» **Text zur Analyse**
· · · ·
„Sind wir schon drin?“ verdutzt sehen mein Freund Mathias und ich uns an. Wir hatten eigentlich eine umfassende Kontrolle erwartet, inklusive Gesundheitscheck und Absichtserklärung hinsichtlich unserer geplanten Route durch Ungarn. Stattdessen blickt der Grenzbeamte einmal träge auf unsere Pässe, in den Innenraum unseres Campers und winkt uns dann durch die Schranke.
Wir sind auf der Rückreise nach Deutschland und in den letzten zwei Monaten auf dem Balkan war keine Grenze so entspannt wie die heutige zwischen Rumänien und Ungarn. Ungarn ist eines der letzten europäischen Länder, das sich nach wie vor abschottet: Der Transit ist nur nach vorherigem Gesundheitscheck auf festgelegten Korridorrouten innerhalb von 12 Stunden möglich, hatten wir vorher herausgefunden.
· · · ·
[Gespeicherte Dateneinträge]
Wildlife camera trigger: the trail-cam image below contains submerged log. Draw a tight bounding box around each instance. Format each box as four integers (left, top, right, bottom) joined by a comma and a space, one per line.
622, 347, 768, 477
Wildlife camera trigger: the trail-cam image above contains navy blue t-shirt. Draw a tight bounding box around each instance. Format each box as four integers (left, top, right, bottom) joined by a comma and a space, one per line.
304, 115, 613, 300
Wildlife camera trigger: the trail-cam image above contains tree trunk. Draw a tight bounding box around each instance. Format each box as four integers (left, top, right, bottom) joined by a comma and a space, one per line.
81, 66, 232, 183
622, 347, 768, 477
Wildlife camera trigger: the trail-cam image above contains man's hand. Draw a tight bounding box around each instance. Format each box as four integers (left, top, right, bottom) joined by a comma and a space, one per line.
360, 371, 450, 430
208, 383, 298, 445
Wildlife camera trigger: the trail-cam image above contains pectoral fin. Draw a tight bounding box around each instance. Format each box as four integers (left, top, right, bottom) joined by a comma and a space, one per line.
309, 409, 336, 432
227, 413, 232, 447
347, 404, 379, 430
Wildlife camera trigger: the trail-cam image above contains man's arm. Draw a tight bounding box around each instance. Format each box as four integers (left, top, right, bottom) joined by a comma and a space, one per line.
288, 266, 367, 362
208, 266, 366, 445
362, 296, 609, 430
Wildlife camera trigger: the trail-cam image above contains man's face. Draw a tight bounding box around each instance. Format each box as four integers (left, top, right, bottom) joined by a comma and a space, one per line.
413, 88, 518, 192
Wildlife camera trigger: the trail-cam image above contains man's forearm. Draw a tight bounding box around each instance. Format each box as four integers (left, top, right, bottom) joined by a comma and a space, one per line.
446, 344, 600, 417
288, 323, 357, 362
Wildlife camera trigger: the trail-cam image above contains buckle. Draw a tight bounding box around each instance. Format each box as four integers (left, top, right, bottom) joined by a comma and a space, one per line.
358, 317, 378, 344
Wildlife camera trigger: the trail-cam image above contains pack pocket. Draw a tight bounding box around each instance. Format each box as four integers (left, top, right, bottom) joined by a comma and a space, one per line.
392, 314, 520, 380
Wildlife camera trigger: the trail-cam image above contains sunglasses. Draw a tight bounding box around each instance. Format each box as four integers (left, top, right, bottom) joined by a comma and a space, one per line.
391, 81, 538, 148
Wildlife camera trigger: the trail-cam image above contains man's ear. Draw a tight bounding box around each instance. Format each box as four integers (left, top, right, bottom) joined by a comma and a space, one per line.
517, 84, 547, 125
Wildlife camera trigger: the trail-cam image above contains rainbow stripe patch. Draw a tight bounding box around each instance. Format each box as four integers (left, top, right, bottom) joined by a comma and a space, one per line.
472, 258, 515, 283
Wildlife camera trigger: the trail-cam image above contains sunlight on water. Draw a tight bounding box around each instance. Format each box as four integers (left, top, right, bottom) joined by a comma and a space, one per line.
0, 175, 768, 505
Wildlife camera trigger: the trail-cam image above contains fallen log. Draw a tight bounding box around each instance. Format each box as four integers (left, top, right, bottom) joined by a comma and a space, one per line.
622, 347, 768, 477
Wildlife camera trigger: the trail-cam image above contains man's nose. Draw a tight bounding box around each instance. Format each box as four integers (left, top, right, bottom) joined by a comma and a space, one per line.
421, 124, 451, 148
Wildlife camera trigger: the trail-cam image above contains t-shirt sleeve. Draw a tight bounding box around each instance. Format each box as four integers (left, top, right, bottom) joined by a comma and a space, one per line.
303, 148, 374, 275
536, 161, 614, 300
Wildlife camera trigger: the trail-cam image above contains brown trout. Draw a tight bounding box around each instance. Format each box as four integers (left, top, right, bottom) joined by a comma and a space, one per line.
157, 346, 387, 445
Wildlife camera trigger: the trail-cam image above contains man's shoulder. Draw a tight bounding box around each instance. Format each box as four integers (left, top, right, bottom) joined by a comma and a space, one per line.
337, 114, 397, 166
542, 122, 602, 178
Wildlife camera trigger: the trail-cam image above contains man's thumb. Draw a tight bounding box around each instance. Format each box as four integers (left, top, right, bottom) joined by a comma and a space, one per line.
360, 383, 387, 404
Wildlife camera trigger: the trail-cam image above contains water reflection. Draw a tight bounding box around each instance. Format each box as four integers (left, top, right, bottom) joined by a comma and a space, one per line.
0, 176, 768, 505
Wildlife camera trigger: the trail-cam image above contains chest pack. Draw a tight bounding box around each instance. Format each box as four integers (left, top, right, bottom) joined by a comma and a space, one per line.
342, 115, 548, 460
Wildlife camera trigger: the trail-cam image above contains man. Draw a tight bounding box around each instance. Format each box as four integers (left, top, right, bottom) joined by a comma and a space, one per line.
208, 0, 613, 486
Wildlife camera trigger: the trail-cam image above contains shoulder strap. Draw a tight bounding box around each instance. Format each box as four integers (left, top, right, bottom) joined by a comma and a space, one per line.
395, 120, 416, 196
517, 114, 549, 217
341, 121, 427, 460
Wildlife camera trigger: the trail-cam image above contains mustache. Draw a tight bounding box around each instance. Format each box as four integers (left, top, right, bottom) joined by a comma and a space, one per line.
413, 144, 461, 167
· · · ·
» **Ihre Aufgabe**
Schreiben Sie aus dem Reisebericht über die Einreise nach Ungarn die Passage von „Wir sind auf“ bis „wir vorher herausgefunden.“ wortgetreu ab.

» **Ergebnis dieser Übung**
Wir sind auf der Rückreise nach Deutschland und in den letzten zwei Monaten auf dem Balkan war keine Grenze so entspannt wie die heutige zwischen Rumänien und Ungarn. Ungarn ist eines der letzten europäischen Länder, das sich nach wie vor abschottet: Der Transit ist nur nach vorherigem Gesundheitscheck auf festgelegten Korridorrouten innerhalb von 12 Stunden möglich, hatten wir vorher herausgefunden.